Start of THE RECORDS

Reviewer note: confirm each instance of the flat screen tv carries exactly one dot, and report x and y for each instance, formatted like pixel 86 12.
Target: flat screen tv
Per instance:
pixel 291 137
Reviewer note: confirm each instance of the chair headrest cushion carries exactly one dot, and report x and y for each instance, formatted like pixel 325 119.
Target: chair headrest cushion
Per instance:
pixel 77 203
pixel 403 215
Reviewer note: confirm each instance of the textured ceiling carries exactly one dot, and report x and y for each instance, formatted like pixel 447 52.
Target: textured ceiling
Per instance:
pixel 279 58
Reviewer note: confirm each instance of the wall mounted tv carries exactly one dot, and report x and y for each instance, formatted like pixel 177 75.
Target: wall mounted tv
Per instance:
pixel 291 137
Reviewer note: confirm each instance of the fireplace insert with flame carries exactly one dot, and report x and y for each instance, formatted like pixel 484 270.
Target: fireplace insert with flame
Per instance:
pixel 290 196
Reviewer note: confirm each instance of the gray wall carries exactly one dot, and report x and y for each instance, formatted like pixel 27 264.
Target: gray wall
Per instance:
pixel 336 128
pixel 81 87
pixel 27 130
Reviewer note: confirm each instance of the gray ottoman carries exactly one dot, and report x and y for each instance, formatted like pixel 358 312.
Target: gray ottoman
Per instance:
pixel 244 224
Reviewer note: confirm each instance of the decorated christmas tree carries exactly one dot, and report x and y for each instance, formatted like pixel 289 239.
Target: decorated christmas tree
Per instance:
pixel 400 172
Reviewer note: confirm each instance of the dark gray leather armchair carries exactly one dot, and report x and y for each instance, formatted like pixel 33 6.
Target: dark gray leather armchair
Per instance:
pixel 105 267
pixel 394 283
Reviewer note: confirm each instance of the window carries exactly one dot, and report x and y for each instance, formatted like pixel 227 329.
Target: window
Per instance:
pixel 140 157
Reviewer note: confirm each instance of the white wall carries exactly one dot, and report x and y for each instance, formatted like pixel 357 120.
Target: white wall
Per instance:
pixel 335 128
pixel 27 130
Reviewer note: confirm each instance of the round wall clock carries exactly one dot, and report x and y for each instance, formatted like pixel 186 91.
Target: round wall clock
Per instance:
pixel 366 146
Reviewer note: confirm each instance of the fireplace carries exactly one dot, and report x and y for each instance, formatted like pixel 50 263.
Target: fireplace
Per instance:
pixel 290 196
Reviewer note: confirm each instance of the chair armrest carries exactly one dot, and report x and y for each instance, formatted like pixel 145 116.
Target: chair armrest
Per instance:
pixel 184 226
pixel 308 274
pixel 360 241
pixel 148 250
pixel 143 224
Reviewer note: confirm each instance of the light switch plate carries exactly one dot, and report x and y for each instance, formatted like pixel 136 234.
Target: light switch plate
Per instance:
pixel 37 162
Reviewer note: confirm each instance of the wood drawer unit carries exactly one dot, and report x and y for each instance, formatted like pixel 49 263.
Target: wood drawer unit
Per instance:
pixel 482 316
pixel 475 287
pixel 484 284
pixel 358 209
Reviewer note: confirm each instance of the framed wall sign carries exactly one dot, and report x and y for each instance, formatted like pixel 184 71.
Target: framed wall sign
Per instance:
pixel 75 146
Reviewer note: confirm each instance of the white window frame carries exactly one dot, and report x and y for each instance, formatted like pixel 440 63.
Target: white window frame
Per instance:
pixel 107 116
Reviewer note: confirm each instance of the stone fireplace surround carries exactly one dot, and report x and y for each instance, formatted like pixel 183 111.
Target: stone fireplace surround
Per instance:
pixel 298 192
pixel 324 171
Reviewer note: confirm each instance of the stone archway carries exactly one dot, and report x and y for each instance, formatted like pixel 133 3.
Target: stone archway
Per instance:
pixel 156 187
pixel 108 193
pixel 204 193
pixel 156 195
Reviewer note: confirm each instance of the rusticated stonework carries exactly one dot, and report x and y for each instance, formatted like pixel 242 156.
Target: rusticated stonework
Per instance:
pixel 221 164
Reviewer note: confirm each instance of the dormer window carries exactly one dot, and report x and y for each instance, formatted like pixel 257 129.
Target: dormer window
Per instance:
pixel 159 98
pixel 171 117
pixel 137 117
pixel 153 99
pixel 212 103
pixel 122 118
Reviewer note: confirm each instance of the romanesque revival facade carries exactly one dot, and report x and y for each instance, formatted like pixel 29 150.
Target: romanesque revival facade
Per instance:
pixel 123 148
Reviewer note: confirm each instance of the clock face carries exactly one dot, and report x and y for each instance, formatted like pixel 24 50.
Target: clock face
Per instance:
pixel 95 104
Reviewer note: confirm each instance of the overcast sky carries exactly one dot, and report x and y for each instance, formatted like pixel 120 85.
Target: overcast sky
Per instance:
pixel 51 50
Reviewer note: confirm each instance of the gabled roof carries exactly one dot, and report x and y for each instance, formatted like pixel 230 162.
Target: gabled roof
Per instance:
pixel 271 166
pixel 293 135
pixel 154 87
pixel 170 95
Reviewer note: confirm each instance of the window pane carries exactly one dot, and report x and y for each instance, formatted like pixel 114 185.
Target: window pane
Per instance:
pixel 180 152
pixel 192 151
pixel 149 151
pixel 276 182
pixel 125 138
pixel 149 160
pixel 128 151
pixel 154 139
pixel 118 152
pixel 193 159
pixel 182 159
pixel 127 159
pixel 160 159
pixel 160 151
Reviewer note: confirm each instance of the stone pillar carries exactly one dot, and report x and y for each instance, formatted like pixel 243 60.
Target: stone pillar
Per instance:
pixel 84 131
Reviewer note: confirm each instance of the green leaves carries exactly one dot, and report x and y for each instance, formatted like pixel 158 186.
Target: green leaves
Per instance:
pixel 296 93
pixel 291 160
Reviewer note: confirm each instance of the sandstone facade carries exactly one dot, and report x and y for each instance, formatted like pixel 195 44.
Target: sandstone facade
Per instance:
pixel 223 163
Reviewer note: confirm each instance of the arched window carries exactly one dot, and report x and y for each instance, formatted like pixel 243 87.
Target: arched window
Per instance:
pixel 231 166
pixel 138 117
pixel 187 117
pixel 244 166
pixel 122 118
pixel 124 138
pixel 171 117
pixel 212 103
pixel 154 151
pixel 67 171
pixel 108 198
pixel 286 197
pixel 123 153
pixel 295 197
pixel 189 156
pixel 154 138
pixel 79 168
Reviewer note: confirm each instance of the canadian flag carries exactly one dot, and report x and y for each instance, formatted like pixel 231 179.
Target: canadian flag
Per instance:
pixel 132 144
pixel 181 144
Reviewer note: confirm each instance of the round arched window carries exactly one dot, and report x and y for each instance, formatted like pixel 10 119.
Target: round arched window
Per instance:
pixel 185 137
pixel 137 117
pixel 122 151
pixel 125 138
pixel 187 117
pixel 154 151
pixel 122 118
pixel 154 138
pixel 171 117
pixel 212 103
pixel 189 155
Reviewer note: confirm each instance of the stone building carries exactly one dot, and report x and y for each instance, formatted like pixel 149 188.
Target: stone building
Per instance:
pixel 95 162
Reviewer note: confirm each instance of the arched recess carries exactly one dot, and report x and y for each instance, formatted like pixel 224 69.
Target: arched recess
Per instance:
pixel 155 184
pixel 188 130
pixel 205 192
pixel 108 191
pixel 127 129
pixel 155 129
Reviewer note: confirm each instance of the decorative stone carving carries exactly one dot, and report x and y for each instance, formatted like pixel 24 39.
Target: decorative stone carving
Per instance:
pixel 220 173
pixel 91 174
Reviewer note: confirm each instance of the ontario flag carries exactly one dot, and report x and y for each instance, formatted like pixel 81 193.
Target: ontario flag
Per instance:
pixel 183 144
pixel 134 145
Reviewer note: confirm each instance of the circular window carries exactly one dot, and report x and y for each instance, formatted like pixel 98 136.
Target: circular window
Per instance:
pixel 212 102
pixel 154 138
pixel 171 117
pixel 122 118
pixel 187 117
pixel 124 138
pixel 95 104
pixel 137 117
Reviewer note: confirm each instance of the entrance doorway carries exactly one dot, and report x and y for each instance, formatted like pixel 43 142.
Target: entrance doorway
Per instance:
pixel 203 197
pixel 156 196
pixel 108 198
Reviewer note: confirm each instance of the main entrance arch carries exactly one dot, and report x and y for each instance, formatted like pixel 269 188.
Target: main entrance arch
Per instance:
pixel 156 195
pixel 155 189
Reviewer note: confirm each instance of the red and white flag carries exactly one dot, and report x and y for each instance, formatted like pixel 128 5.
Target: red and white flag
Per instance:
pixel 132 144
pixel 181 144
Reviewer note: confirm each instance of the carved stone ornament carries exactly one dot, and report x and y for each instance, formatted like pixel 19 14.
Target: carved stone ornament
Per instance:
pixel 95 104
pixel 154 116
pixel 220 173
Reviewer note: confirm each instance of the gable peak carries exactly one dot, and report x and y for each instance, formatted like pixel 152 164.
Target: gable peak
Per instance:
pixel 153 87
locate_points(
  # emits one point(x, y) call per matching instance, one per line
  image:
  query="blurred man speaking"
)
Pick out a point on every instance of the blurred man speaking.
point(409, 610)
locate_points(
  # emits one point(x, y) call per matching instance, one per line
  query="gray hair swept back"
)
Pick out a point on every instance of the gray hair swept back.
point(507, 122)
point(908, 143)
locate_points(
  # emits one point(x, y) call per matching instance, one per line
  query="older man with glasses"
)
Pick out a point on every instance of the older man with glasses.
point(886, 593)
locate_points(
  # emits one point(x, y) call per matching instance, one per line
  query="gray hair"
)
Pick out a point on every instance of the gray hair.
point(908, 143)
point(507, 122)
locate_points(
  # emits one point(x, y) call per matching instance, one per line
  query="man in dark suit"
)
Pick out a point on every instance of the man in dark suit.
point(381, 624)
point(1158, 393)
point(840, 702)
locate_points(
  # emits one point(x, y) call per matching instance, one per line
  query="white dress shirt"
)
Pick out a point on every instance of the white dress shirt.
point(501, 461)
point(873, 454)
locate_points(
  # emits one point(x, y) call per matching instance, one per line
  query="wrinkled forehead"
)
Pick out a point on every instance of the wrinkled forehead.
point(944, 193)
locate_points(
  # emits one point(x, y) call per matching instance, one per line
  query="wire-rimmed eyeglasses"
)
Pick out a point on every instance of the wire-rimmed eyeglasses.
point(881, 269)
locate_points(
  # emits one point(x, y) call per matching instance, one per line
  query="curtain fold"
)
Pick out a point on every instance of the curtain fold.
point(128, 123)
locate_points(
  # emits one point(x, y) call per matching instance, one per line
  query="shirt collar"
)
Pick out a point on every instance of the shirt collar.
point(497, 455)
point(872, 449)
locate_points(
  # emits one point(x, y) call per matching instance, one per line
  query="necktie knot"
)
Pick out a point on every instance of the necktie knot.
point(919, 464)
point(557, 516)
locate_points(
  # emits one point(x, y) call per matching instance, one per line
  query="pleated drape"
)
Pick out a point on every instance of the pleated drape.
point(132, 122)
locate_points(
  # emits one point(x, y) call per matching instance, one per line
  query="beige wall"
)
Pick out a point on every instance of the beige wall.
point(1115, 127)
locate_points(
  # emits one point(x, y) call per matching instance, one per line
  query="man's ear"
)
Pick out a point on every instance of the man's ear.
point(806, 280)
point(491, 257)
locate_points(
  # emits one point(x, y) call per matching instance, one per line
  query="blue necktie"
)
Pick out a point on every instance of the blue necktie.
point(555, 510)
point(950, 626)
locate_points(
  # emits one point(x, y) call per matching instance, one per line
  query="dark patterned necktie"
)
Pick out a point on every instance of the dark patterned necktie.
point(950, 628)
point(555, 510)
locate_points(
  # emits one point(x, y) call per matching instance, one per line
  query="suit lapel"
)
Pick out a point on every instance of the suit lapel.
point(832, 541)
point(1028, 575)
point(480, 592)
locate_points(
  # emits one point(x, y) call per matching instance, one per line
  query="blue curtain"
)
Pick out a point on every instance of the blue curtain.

End of THE RECORDS

◆ **WORK TO BE COMPLETED**
Find the string "unit" in the entries above and return each line that holds it.

◆ **THE COMPLETED TASK**
Reviewer note: confirm each instance of the wood drawer unit carries exactly one dot, and report x and y for each instance, formatted like pixel 49 263.
Target: wood drawer unit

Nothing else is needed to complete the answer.